[Supplied text Boundary: Start]

Catawba County’s Only Domestic Violence Shelter Faces Closure

Domestic violence victims in Catawba County could soon have one less place to find help. Family Guidance Center is working to raise $150,000 in the next two weeks to keep serving clients through the end of the year.

Melissa Hall found help at Family Guidance Center two separate times.

“My mother brought me here. She was dying of cancer and she wanted me to receive therapy because I was having a difficult time. I came here as a 10 year old then she passed away and my services discontinued,” Hall said. “Then later on in life as an adult, I had to go to Catawba County Courthouse to do a protection order against my ex husband.”

Hall now works as the associate director of victim services at Family Guidance Center. The center served 1600 clients last year and the majority of them are domestic violence survivors.

After several years of funding reductions and higher costs of providing services, Family Guidance Center is at a crossroads. The organization needs $150,000 within the next two weeks to keep helping people get free legal aid, shelter, therapy services and more.

“There are a lot of clients that depend on this weekly,” Hall said. “We have groups of women that come and that’s their only support that they have, and for it to not be available to our community is very hurtful.”

Family Guidance Center runs the only domestic violence focused shelter in Catawba County. Without it, victims and their families would have to travel outside the county just to get help.

[Supplied text Boundary: End]

According to the article on the Catawba County shelter, how much money does Family Guidance Center need, and by when?

[Material provided Boundary: Start]

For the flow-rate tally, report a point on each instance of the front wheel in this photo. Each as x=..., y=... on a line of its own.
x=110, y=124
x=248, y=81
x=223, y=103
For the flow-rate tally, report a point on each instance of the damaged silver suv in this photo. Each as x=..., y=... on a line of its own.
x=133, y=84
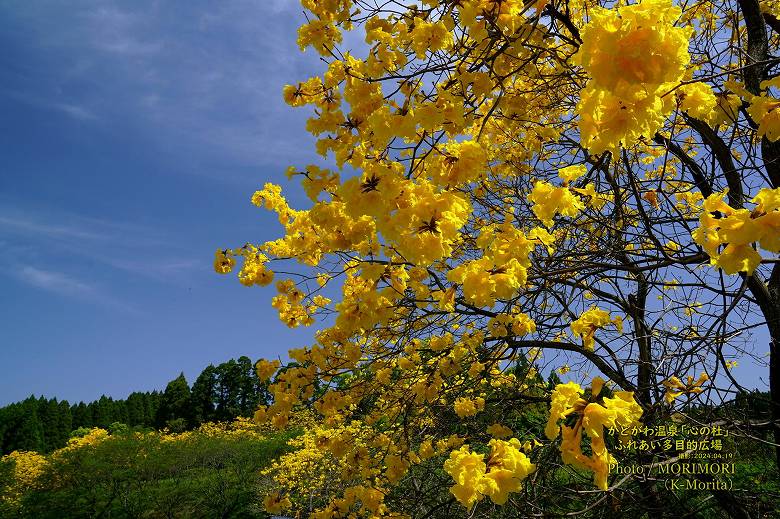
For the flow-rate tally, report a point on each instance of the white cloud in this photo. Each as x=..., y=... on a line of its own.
x=57, y=282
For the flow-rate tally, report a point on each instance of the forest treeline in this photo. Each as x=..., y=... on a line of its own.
x=220, y=393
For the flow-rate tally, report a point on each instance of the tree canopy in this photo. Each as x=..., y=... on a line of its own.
x=591, y=186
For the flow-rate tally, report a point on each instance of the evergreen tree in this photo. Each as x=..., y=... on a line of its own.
x=204, y=395
x=175, y=403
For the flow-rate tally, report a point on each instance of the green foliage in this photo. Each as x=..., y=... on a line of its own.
x=219, y=393
x=196, y=474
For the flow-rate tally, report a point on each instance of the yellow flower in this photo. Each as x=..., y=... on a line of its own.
x=593, y=418
x=275, y=503
x=675, y=387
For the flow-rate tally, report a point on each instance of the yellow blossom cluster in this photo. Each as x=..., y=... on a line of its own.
x=504, y=472
x=585, y=325
x=728, y=235
x=633, y=55
x=593, y=418
x=675, y=387
x=27, y=468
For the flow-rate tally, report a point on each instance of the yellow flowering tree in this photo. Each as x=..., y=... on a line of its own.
x=511, y=187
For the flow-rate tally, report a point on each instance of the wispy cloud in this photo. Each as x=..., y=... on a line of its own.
x=206, y=82
x=69, y=286
x=27, y=226
x=56, y=282
x=131, y=248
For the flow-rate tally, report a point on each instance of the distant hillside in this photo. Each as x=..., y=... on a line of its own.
x=220, y=393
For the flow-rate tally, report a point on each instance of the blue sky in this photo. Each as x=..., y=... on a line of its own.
x=133, y=135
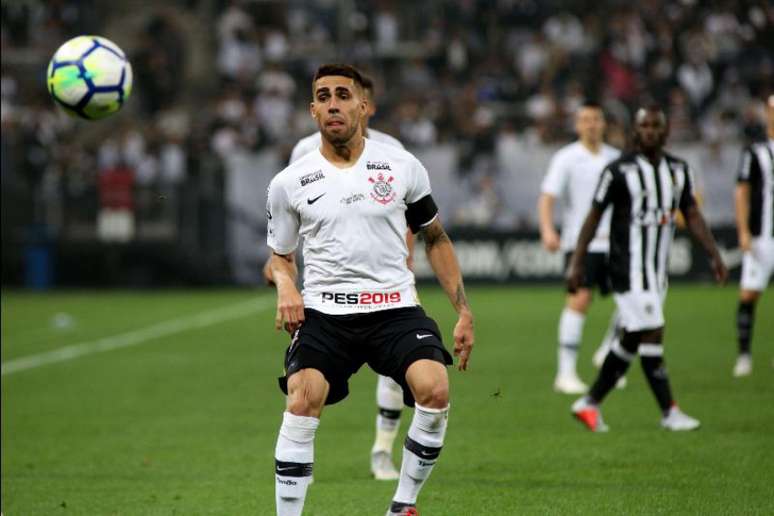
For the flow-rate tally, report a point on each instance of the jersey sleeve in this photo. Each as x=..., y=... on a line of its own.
x=283, y=221
x=421, y=210
x=688, y=195
x=603, y=195
x=748, y=165
x=419, y=183
x=556, y=177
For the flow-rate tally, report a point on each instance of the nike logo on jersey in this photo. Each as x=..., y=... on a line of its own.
x=312, y=201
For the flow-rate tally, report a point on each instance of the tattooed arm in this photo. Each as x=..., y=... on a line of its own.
x=440, y=253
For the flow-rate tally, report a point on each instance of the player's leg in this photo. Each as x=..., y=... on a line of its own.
x=318, y=364
x=570, y=336
x=389, y=400
x=745, y=318
x=652, y=359
x=429, y=385
x=294, y=453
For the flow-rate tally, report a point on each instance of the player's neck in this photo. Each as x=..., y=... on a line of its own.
x=653, y=155
x=592, y=146
x=343, y=155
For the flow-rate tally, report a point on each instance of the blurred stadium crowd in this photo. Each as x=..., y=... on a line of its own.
x=490, y=80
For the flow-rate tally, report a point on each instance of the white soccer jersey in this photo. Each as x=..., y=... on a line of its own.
x=353, y=224
x=573, y=175
x=313, y=141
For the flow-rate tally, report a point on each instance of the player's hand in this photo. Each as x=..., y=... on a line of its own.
x=745, y=241
x=550, y=240
x=290, y=309
x=574, y=278
x=267, y=274
x=463, y=339
x=719, y=269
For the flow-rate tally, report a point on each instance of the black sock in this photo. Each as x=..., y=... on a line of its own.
x=655, y=372
x=745, y=315
x=613, y=368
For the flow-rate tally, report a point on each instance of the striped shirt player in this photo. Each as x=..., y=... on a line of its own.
x=645, y=189
x=755, y=228
x=645, y=200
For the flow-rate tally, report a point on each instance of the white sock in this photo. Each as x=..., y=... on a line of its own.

[Material provided Boundary: End]

(Solution for this exercise): $150,000 within the next two weeks.